== Problem requirements ==
The lines to be set down run from the line containing "Target: woman in white tank top" through the final line of the data below; print them exactly and print nothing else.

== Records provided ==
# # #
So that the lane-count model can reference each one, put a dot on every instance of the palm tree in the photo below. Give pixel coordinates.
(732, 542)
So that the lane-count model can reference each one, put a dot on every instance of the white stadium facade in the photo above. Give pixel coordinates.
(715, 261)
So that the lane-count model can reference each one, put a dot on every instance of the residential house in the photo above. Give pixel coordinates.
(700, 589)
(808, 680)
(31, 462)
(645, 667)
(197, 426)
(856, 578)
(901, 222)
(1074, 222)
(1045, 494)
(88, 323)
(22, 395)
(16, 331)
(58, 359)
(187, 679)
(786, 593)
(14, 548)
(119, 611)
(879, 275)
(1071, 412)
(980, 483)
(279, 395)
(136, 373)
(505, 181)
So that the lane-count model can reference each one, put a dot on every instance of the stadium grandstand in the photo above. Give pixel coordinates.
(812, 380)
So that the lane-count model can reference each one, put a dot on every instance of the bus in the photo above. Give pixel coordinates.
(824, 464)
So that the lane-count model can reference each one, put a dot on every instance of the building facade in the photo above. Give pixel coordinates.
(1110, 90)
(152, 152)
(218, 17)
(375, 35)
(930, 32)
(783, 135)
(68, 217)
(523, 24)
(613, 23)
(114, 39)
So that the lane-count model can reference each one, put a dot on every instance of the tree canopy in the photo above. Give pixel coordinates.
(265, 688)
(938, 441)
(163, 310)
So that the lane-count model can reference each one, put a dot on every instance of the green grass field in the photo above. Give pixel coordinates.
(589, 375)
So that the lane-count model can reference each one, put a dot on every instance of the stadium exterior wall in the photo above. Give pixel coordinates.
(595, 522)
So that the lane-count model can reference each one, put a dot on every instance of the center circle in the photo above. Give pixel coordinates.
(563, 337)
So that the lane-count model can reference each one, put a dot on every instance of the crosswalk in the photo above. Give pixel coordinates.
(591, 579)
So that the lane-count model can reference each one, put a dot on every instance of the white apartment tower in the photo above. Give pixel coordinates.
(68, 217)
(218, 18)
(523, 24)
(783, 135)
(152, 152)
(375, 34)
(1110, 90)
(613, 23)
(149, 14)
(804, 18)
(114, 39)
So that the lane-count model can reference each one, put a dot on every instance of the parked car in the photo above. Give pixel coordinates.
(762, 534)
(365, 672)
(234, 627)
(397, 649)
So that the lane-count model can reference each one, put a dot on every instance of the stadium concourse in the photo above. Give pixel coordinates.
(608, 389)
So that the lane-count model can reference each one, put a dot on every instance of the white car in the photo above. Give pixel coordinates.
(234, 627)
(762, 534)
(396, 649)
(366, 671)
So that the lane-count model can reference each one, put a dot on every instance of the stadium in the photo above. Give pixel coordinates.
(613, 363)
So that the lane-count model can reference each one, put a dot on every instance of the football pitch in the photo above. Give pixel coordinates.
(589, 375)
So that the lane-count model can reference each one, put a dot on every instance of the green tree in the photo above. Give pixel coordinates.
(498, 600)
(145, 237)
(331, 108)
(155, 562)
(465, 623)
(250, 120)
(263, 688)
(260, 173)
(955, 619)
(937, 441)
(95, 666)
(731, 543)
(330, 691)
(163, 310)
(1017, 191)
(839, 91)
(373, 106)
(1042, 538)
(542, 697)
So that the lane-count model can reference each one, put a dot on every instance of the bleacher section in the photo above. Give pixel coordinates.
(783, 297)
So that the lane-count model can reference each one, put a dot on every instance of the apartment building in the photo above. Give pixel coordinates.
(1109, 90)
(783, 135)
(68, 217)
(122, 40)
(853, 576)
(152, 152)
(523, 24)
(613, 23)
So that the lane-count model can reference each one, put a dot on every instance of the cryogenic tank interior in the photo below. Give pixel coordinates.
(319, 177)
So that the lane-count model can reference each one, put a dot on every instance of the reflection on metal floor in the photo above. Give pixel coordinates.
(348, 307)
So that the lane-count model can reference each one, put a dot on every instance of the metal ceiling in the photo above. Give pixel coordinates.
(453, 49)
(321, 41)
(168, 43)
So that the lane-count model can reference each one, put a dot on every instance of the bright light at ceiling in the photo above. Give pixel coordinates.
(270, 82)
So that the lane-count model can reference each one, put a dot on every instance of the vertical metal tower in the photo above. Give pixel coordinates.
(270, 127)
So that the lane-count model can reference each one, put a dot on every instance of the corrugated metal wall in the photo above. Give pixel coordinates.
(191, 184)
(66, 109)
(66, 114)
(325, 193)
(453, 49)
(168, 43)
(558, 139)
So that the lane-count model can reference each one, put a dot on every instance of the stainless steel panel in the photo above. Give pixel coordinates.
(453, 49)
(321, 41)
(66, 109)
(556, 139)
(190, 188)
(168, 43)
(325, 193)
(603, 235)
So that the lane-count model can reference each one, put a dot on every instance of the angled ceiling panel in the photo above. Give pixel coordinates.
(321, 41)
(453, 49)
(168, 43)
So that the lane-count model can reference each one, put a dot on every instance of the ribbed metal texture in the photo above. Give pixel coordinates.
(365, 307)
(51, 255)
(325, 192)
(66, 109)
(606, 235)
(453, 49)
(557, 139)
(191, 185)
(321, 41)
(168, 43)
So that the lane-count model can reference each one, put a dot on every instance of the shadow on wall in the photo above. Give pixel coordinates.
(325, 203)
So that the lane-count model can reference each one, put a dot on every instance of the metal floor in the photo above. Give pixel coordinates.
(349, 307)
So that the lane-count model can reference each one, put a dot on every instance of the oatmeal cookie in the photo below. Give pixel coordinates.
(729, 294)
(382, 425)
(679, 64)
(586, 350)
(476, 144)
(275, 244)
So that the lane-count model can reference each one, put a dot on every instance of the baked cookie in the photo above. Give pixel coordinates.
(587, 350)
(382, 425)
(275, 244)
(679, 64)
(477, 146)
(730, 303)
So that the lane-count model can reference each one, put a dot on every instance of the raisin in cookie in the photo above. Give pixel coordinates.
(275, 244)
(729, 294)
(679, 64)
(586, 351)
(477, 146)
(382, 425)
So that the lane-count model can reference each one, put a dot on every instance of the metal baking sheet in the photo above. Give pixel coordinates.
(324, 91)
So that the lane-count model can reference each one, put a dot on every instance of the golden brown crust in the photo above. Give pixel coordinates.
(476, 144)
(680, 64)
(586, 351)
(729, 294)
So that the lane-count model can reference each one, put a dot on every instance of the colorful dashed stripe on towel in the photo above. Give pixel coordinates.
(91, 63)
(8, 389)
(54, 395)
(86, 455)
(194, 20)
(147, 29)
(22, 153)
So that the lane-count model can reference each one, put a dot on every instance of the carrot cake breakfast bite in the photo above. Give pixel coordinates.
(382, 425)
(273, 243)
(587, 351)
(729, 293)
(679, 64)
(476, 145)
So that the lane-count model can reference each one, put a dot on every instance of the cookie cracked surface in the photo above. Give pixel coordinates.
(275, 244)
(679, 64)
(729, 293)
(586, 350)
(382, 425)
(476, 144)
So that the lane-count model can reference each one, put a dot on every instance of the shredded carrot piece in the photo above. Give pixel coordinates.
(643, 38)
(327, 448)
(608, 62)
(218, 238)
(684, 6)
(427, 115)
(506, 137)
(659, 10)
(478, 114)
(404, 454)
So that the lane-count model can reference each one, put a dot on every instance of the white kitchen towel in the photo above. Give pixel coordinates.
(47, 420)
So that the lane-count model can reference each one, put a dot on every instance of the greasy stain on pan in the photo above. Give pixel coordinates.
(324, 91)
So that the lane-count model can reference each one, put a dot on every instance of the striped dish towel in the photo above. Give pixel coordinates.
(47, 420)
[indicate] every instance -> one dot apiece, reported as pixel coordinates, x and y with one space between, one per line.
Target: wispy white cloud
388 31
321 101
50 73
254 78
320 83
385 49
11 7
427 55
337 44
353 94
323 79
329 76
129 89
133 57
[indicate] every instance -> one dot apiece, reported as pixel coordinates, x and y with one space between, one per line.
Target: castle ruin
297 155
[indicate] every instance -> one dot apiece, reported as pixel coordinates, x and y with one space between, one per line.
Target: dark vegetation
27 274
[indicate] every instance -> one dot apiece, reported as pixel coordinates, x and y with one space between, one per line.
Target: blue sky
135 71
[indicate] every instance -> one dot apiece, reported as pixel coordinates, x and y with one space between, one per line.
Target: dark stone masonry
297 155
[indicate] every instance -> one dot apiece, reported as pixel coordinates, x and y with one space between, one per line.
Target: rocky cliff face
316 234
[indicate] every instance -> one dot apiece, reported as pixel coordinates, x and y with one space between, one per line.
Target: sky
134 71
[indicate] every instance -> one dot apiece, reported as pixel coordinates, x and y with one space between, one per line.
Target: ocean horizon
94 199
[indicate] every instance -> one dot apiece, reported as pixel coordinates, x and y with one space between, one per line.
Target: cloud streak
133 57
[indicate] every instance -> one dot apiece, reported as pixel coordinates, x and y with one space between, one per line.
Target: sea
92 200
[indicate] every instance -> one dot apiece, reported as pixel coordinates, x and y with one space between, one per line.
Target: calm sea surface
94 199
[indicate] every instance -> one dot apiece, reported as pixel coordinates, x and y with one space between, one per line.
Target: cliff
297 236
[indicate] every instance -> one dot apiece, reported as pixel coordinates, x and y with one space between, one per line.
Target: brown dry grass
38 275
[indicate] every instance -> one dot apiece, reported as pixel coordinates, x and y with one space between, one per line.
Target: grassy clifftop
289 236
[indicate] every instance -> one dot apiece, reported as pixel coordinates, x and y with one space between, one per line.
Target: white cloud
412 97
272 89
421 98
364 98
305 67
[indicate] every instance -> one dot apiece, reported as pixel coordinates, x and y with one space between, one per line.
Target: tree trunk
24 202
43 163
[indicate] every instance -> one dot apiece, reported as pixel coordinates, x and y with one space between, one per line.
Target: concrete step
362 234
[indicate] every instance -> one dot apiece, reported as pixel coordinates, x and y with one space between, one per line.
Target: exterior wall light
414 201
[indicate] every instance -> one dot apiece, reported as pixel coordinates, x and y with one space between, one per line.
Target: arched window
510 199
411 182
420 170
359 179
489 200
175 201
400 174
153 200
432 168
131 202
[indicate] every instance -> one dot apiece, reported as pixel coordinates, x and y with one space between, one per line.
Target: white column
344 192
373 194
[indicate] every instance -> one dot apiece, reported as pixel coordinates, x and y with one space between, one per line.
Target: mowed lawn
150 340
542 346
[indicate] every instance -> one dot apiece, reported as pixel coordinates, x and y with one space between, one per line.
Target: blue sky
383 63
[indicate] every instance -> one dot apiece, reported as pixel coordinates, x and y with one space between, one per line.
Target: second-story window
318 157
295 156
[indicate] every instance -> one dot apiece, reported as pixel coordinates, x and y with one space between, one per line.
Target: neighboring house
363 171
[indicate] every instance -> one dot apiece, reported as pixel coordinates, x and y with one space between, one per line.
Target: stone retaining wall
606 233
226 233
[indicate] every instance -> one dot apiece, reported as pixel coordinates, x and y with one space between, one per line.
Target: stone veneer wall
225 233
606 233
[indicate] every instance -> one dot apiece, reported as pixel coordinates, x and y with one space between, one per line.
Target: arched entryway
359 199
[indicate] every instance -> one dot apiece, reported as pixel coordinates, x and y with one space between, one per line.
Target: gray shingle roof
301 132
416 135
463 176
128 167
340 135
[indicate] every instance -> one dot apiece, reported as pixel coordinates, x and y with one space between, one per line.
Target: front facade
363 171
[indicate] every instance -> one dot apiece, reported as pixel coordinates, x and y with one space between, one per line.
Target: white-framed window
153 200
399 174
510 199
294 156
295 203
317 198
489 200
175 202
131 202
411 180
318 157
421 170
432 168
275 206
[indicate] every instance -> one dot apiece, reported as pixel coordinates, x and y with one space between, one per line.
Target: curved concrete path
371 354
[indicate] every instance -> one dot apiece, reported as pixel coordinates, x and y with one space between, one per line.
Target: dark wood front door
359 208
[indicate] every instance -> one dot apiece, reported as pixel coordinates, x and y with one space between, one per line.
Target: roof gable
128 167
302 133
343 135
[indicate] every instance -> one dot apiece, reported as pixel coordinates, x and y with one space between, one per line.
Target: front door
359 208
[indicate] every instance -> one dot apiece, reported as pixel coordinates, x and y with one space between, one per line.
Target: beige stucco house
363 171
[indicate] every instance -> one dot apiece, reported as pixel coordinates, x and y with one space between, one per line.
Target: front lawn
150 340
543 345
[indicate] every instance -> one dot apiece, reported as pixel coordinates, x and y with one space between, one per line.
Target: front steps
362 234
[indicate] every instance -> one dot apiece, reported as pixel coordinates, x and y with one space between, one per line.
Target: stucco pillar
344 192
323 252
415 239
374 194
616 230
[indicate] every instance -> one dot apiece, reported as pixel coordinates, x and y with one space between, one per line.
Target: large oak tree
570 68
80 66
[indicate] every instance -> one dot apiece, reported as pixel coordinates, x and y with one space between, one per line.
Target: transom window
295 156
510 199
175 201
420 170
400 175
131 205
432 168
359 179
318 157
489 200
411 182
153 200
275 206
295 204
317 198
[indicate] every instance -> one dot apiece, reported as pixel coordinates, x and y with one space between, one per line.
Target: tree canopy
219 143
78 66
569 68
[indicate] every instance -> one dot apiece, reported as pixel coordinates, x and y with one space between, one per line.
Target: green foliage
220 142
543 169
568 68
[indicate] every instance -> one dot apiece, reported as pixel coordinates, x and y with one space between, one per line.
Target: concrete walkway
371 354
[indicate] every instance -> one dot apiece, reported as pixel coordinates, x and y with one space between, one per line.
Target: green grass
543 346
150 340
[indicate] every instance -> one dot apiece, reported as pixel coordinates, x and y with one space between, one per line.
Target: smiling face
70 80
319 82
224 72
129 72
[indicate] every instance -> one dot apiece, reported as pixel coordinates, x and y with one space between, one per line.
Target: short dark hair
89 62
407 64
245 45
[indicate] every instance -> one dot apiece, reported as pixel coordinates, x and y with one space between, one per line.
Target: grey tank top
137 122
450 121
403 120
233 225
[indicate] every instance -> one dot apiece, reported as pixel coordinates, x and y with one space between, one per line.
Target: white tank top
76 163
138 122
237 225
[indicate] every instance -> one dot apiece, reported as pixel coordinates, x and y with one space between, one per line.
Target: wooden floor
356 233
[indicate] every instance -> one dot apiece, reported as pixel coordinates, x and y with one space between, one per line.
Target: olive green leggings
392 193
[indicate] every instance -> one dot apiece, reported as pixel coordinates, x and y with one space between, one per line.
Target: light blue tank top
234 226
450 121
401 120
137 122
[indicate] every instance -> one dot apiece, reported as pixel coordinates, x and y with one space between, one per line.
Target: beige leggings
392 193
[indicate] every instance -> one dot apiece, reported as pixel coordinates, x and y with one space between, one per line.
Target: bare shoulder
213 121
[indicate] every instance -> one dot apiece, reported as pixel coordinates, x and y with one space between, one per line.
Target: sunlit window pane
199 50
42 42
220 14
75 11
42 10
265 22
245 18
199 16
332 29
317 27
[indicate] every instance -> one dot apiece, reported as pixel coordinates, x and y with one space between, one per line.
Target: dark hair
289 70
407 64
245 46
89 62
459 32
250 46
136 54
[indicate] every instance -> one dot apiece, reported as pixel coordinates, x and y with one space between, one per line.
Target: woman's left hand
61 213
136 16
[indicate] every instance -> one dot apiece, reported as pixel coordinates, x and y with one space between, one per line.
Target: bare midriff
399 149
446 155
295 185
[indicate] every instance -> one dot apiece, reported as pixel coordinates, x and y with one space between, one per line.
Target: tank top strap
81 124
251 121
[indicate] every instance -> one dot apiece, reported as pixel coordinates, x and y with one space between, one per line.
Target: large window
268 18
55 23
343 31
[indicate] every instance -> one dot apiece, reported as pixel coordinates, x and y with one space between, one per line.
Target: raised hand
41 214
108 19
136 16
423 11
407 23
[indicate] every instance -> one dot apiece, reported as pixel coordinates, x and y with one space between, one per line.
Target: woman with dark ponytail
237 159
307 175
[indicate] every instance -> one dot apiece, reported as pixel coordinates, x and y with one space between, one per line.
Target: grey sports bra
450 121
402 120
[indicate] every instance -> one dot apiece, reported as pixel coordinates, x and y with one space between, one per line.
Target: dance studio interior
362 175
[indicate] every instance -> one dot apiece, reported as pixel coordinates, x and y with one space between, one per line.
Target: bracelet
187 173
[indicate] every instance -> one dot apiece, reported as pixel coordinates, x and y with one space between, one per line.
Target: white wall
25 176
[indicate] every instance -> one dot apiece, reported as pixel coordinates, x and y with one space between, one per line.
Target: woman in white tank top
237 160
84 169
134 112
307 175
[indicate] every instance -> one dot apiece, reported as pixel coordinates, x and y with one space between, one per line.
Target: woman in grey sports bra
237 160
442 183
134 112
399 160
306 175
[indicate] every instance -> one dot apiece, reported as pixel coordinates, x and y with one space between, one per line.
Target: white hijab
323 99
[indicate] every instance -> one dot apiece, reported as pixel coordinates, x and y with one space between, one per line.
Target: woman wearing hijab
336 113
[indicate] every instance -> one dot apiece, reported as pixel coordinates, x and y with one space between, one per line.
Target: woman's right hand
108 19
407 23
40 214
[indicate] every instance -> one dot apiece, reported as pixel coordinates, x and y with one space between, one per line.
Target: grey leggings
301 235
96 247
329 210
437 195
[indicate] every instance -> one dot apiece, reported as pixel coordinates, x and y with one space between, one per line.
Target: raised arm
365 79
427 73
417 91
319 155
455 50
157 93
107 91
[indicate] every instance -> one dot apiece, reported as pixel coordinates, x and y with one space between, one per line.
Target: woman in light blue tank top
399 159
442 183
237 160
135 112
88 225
# # #
== Solved exercise ==
Target: woman in white tank top
237 160
84 169
134 112
307 175
[indicate] every instance -> one dot apiece, reported as pixel coordinates, x and y with one space between, one per line.
Target: woman in grey sports bra
237 160
442 183
134 112
399 160
306 175
[indicate] every instance -> one dot apiece, reported as pixel coordinates, x and y with one space between, one per line.
Target: white hijab
323 99
[indicate] every instance -> one dot apiece, reported as pixel coordinates, x and y with one space between, one per line.
Target: woman wearing hijab
336 113
[indicate] every instance -> one dot apiece, reported as pixel coordinates, x and y with one space between, one per line.
Target: woman's right hand
108 19
407 23
40 214
[indicate] every instance -> one dot apiece, reported as pixel coordinates, x and y with one space between, one per line.
Target: grey leggings
301 235
96 247
329 210
437 195
[indicate] every instance -> one dot apiece, reported as pixel coordinates, x and y with one space between, one per line.
Target: raised arm
365 79
427 73
417 91
319 155
455 50
157 93
107 91
[indicate] every instance -> one dot apiece, reported as pixel coordinates, x and y with one space between, one per line.
Target: woman in light blue tank top
399 159
442 183
237 160
135 112
88 225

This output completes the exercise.